**Action item A**
According to the September 2010 nature journal, where does ground fog form at dawn?
**Action item B**
Continue the September 2010 nature journal, beginning after its final line.
[Extract provided — start]
Walnut at the tip of a bent-down limb: a squirrel gets close, retreats, tries again. Abandons the tree for an oak, tail twitching.
September 2010
9/15/2010
Birdcalls are distant, intermittent. I’m reading about Auschwitz and thinking, it’s vital to learn the names. Someday it may be all we have.
9/14/2010
First rays of sun on the garden, and already a monarch is drinking from the half-opened asters, orange panes of its wings trembling, aglow.
9/13/2010
Ground fog forms at dawn in the bottom corner of the meadow and quickly dissipates. The screech owl’s quaver gives way to soft thrush calls.
9/12/2010
Rain at last! A gentle tapping on the roof. The parched aster in my garden half-opens its first purple eye.
9/11/2010
I hear it before I see it through the trees, crackling and popping in the tinder-dry sticks and leaf litter: a small herd of deer.
9/10/2010
The corpse of a moth flaps upside-down against the column. Beyond the springhouse, a broken branch dangles—the leaves’ pale undersides.
9/9/2010
Overcast at dawn except for a thin band on the horizon—enough for the light to leak through and spread its stain across the entire sky.
[Extract provided — finish]
[Extracted material — start]
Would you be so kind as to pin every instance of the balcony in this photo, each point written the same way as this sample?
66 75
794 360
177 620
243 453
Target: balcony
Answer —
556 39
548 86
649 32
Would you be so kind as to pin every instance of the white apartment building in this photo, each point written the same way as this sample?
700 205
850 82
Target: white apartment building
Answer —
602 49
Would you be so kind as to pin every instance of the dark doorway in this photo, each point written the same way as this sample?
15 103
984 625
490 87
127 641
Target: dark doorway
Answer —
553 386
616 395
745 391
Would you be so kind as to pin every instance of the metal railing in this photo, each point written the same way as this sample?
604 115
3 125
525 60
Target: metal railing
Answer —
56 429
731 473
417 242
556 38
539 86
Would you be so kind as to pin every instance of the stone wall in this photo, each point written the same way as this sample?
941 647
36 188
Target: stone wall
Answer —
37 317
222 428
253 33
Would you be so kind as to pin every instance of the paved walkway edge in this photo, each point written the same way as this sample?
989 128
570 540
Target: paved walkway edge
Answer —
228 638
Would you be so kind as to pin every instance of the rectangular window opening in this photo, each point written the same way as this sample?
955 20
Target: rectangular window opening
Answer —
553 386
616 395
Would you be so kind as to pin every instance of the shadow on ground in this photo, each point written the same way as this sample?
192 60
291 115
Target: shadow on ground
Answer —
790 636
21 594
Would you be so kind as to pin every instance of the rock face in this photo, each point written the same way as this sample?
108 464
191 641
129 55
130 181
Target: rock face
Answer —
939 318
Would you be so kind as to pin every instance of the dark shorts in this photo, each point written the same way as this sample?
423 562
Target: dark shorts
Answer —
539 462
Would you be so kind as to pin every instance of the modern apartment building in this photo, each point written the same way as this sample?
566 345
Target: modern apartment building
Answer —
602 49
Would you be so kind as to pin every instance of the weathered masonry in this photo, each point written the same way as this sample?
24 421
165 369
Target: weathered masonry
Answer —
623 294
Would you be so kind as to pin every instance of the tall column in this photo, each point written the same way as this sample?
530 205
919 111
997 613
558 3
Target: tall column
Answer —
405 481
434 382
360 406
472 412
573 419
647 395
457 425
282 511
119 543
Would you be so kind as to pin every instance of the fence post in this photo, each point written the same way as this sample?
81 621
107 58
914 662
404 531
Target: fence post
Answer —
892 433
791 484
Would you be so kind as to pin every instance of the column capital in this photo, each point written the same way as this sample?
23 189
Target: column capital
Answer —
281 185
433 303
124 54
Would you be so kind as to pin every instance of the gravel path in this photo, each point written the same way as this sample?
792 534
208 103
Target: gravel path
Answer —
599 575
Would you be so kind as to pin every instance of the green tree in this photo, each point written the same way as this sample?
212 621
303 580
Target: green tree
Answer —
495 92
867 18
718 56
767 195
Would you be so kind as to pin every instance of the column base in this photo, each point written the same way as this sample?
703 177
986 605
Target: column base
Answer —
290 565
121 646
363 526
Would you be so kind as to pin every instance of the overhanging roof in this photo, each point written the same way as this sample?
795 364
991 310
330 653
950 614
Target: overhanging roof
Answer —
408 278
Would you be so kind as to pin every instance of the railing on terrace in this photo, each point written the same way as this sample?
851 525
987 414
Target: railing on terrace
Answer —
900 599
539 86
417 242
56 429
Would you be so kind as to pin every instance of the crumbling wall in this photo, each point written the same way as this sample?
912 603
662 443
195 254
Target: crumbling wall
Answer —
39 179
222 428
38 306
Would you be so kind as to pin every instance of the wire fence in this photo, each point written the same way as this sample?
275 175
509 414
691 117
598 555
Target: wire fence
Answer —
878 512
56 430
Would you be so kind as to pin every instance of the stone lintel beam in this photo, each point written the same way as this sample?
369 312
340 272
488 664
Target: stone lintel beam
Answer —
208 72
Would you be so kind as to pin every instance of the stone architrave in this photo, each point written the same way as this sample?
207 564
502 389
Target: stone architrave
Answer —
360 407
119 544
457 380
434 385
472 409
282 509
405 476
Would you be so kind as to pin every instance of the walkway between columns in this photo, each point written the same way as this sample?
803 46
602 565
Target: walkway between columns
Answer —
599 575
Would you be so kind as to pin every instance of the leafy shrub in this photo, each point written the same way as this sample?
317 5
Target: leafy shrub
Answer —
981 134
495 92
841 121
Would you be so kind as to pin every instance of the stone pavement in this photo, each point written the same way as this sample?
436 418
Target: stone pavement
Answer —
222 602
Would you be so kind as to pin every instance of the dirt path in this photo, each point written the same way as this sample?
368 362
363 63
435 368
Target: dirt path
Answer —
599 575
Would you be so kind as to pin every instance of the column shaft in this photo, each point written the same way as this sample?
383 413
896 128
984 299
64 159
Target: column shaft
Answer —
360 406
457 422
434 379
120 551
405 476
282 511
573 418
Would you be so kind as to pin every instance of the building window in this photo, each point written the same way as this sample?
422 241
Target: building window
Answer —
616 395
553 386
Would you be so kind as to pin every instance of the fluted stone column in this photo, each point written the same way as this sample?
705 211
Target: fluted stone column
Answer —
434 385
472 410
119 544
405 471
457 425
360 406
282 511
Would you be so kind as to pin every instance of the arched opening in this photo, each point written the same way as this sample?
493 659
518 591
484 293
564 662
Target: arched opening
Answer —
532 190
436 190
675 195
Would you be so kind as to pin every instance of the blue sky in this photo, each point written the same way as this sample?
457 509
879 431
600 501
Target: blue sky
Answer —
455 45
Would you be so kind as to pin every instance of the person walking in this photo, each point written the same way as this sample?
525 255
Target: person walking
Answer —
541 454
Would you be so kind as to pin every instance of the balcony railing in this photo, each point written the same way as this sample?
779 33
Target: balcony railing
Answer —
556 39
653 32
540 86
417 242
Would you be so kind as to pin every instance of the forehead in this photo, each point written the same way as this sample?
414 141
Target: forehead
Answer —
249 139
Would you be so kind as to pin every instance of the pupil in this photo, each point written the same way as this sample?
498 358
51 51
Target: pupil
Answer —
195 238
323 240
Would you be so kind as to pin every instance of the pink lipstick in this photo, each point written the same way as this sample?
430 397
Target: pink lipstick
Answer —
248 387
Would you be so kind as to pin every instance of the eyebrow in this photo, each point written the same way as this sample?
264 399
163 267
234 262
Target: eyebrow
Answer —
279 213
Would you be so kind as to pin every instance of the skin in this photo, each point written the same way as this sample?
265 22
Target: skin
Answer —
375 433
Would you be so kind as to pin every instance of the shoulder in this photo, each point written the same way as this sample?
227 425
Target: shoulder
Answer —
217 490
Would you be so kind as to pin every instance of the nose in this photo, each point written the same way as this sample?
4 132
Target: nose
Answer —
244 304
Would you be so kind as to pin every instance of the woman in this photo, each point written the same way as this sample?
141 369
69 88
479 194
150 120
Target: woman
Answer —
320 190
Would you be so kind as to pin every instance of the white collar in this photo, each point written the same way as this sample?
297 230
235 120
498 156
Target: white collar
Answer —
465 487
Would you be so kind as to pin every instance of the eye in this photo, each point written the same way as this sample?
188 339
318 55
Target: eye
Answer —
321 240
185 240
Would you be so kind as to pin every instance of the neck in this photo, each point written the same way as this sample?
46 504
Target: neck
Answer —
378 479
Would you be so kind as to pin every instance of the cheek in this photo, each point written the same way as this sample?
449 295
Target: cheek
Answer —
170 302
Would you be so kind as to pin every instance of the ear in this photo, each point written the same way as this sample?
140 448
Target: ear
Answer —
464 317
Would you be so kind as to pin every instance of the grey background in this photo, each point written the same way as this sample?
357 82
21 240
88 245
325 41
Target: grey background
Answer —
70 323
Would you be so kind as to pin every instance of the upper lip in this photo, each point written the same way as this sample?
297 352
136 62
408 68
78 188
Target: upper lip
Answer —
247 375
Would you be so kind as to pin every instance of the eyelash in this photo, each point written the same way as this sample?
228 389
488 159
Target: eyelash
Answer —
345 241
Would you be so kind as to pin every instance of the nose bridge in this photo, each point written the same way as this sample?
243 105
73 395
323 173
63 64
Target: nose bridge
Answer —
[Extracted material — finish]
**Answer A**
In the bottom corner of the meadow.

**Answer B**
9/8/2010
Orion gets one leg above the trees before fading into the dawn. Inside, I rescue the cricket from a spider, put him out for the fourth time.
9/7/2010
Cloudy and cool. From the wood’s edge, a new song, wistful yet ebullient, from our most faithful, year-round singer, the Carolina wren.
9/6/2010
From the vicinity of the powerline—a stripe of sunlight through the woods—the sporadic want… want… want of a buck coming into rut.
9/5/2010
A cloudless sunrise. The woods are full of soft chirps—migrants, I suppose. Up by the barn, a phoebe calls for the first time in weeks.
9/4/2010
Windy and cool at sunrise. A large squadron of geese comes low over the porch—non-migrant locals, no doubt, infected with restlessness.
9/3/2010
High cumulonimbus drifting northward is the only sign of a hurricane’s distant churn. Tiny figures of birds head west toward the open sky.